## WHAT TO WORK ON
Scale the answer coordinates in all of the data below. Copy every line, multiplying each x and y value in the answers by 0.2 and rounding to the nearest whole number (halves round up), and leave the sample points in the other lines unchanged.

## SOURCE MATERIAL
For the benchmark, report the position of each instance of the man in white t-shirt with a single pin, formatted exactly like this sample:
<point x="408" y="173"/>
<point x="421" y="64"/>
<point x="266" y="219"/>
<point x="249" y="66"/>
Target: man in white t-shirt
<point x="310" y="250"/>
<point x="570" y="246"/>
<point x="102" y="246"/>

## REPLY
For the benchmark, report the position of each instance of the man in white t-shirt with a single pin, formatted exactly like this sample:
<point x="408" y="173"/>
<point x="421" y="64"/>
<point x="266" y="219"/>
<point x="249" y="66"/>
Target: man in white t-shirt
<point x="62" y="50"/>
<point x="114" y="49"/>
<point x="20" y="49"/>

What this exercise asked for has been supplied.